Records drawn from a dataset
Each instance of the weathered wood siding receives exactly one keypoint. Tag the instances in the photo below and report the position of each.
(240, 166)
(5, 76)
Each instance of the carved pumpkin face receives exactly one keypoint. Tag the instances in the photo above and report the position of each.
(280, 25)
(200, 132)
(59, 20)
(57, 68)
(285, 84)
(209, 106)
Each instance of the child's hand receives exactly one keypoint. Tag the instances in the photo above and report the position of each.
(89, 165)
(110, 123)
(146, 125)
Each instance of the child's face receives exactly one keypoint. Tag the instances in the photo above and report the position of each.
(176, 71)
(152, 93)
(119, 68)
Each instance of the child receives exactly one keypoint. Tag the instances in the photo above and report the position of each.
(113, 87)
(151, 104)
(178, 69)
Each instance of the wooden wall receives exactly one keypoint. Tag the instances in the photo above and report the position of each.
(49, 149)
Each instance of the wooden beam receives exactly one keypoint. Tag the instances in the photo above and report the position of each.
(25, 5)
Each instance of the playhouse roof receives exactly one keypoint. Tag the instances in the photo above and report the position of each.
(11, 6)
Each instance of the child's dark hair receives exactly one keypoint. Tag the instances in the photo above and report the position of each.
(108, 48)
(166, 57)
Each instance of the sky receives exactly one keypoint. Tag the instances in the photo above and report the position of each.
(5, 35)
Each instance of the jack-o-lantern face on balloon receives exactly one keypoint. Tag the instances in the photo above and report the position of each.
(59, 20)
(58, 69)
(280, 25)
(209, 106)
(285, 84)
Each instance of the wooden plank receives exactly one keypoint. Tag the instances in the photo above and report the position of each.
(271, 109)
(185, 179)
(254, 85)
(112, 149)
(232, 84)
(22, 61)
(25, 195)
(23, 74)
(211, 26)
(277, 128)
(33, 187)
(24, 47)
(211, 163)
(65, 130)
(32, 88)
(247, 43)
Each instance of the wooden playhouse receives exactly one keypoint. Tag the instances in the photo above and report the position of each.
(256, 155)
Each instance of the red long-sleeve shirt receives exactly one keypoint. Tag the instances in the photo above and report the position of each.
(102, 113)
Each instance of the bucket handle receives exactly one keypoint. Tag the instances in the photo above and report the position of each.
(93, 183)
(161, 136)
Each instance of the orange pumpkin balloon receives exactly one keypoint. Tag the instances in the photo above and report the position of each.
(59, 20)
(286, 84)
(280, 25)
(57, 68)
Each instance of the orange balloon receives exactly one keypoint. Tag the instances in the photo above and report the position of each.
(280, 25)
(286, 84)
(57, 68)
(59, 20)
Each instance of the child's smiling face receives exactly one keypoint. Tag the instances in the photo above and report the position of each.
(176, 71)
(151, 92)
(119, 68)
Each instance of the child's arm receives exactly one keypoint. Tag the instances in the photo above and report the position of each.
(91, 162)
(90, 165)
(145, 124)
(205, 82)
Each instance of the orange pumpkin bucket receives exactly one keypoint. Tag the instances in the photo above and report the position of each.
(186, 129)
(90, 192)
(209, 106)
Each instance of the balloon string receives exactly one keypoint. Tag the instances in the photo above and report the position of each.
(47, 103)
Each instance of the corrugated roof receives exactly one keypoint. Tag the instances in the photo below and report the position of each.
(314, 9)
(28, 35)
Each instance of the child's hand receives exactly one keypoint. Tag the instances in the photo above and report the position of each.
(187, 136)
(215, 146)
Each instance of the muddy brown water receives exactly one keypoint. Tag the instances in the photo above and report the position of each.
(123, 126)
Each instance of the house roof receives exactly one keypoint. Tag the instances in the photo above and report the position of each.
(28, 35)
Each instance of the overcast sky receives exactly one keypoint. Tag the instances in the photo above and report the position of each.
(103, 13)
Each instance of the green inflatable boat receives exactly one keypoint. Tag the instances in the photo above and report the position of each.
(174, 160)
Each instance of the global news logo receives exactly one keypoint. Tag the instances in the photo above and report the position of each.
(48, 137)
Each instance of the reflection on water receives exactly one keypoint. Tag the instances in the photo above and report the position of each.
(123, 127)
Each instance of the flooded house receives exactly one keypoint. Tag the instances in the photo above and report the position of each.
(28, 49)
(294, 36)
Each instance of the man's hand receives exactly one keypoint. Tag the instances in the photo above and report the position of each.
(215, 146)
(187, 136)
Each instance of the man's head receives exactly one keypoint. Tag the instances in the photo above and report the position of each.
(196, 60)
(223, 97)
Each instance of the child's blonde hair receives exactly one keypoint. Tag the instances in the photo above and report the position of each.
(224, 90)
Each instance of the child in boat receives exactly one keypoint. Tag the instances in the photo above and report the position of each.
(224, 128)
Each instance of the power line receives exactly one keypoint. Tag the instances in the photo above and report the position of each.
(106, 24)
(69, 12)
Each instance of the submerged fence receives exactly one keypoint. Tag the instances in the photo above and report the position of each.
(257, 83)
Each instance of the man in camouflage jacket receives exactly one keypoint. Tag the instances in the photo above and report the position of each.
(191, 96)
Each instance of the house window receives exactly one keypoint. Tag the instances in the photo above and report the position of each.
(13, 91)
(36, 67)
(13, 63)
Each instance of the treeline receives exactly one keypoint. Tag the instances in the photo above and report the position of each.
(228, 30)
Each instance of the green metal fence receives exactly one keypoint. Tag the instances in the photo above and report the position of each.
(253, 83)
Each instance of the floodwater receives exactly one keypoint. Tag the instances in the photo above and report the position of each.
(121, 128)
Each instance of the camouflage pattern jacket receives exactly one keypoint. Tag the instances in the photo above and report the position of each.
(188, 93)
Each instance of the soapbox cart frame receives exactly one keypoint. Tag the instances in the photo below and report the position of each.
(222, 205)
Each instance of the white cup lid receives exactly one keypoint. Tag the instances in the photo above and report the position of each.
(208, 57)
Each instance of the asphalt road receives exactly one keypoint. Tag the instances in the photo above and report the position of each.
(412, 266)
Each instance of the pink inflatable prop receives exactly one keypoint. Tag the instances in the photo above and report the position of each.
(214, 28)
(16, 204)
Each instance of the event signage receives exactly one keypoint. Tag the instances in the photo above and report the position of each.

What is expected: Retype each record. Keep every character as it is.

Task output:
Each instance of the weathered wood siding receives exactly one keypoint. Tag the instances in the photo below and report the position of each.
(240, 166)
(5, 76)
Each instance of the carved pumpkin face receives exactly one keypoint. Tag the instances in the photo above and report the position of each.
(280, 25)
(200, 132)
(59, 20)
(57, 68)
(285, 84)
(209, 106)
Each instance of the child's hand receives exactly one keypoint. Tag the instances in the photo above and report the position of each.
(89, 165)
(110, 123)
(146, 125)
Each instance of the child's face receives exactly one keypoint. Tag the instances in the photo above and report the position of each.
(176, 71)
(152, 93)
(119, 68)
Each instance of the child receives exactly one keypoint. Tag the instances in the photo above and report the position of each.
(113, 87)
(151, 104)
(178, 69)
Each instance of the wooden wall receives exactly one keypoint. Tag the instances in the photo above and report the position of each.
(49, 149)
Each instance of the wooden beam receives exactly one keypoint. Tag the instances in the photo above and report the position of each.
(25, 5)
Each instance of the playhouse roof receives exactly one keypoint. Tag the instances in the photo above and report the position of each.
(11, 6)
Each instance of the child's dark hair receives exactly one keypoint. Tag the instances in the photo above and report the position of each.
(108, 48)
(166, 57)
Each instance of the sky receives exactly one keypoint. Tag the instances in the photo above and report the position of each.
(5, 35)
Each instance of the jack-o-lantern face on balloon receives exactly one keypoint. Tag the instances in the photo above and report the position of each.
(59, 20)
(58, 69)
(280, 25)
(209, 106)
(285, 84)
Each instance of the wooden plank receives exactly one keypoint. Tag the instances in the photo above and report the position of each.
(271, 109)
(185, 179)
(254, 85)
(112, 149)
(232, 84)
(22, 61)
(25, 195)
(23, 74)
(211, 26)
(277, 128)
(33, 187)
(24, 47)
(211, 163)
(65, 130)
(32, 88)
(247, 43)
Each instance of the wooden playhouse receives exactly one keypoint. Tag the instances in the photo above and report the position of each.
(256, 155)
Each instance of the red long-sleeve shirt receives exactly one keypoint. Tag the instances in the photo above and report the position of each.
(102, 113)
Each instance of the bucket handle receives exactly one keypoint. Tag the instances in the photo above and report the position of each.
(93, 183)
(161, 136)
Each instance of the orange pumpkin balloon receives exactly one keypoint. Tag the instances in the photo above and report the position of each.
(59, 20)
(286, 84)
(280, 25)
(57, 68)
Each instance of the orange balloon receives exactly one keypoint. Tag the instances in the photo above and report the position of each.
(280, 25)
(286, 84)
(57, 68)
(59, 20)
Each instance of the child's smiling face receives exactly one keypoint. Tag the instances in the photo above and report the position of each.
(176, 71)
(151, 92)
(119, 68)
Each instance of the child's arm receives exactly one keypoint. Tag the instances in the photo above and report the position of each.
(91, 162)
(90, 165)
(145, 124)
(205, 82)
Each instance of the orange pumpkin bucket receives exactly one keypoint. Tag the instances in the photo above and report the position of each.
(186, 129)
(90, 192)
(209, 106)
Each instance of the balloon string receives exactly one keypoint. Tag the instances in the photo above and report the position of each.
(47, 103)
Each instance of the corrugated roof receives exactly one keypoint. Tag the instances in the photo below and report the position of each.
(314, 9)
(28, 35)
Each instance of the child's hand receives exactly one keypoint. Tag the instances in the photo above and report the position of each.
(187, 136)
(215, 146)
Each instance of the muddy brown water receives exactly one keypoint. Tag the instances in the photo above and report the position of each.
(123, 126)
Each instance of the house roof receives exactly one keypoint. Tag the instances in the photo above and report the position of each.
(28, 35)
Each instance of the overcast sky receives exactly one keypoint. Tag the instances in the photo above and report the position of each.
(103, 13)
Each instance of the green inflatable boat receives exactly one keypoint. Tag the instances in the photo above and report the position of each.
(174, 160)
Each instance of the global news logo receives exactly one keypoint. Tag the instances in the photo above and report the position of each.
(48, 137)
Each instance of the reflection on water receives exactly one keypoint. Tag the instances in the photo above and report the position of each.
(123, 127)
Each instance of the flooded house receives exactly one keypoint. Tag the instances in the photo above and report the position of each.
(28, 49)
(294, 36)
Each instance of the man's hand receives exactly one keypoint. Tag the instances in the photo above and report the position of each.
(215, 146)
(187, 136)
Each instance of the man's head receives exactly one keypoint. Tag the instances in the photo above and report the position of each.
(196, 60)
(223, 97)
Each instance of the child's blonde hair receives exactly one keypoint. Tag the instances in the photo above and report the position of each.
(224, 90)
Each instance of the child in boat receives exactly one keypoint. Tag the instances in the photo above and report the position of each.
(224, 128)
Each instance of the power line receives exactly one keypoint. Tag the instances in the photo above and report the position of each.
(106, 24)
(69, 12)
Each instance of the submerged fence receives exactly one keypoint. Tag the instances in the photo above and report the position of each.
(257, 83)
Each instance of the man in camouflage jacket receives exactly one keypoint. Tag the instances in the photo above and report the position of each.
(191, 96)
Each instance of the house window receives exactly one keypoint. Tag the instances in the photo above and report the position of each.
(13, 91)
(36, 67)
(13, 63)
Each instance of the treeline receives exactly one keypoint. Tag the instances in the photo above and report the position of each.
(228, 30)
Each instance of the green metal fence receives exactly one keypoint. Tag the instances in the photo above and report the position of each.
(253, 83)
Each instance of the floodwater receives exactly one keypoint. Tag the instances in the photo above and report the position of each.
(121, 128)
Each instance of the camouflage pattern jacket receives exactly one keypoint. Tag the instances in the photo above and report the position of each.
(188, 93)
Each instance of the soapbox cart frame receives exactly one keypoint. Tag the instances in the photo below and report the position of each.
(222, 205)
Each instance of the white cup lid receives exactly one keypoint. Tag the instances in the photo above and report the position of each.
(208, 57)
Each instance of the asphalt road receives exactly one keypoint. Tag the instances in the photo above and report the position of each.
(412, 266)
Each instance of the pink inflatable prop receives exactly one keypoint. Tag the instances in the photo above and report the position of each.
(214, 28)
(16, 204)
Each instance of the event signage receives exactly one keypoint. Tag the instances in the photo above and report the position of each.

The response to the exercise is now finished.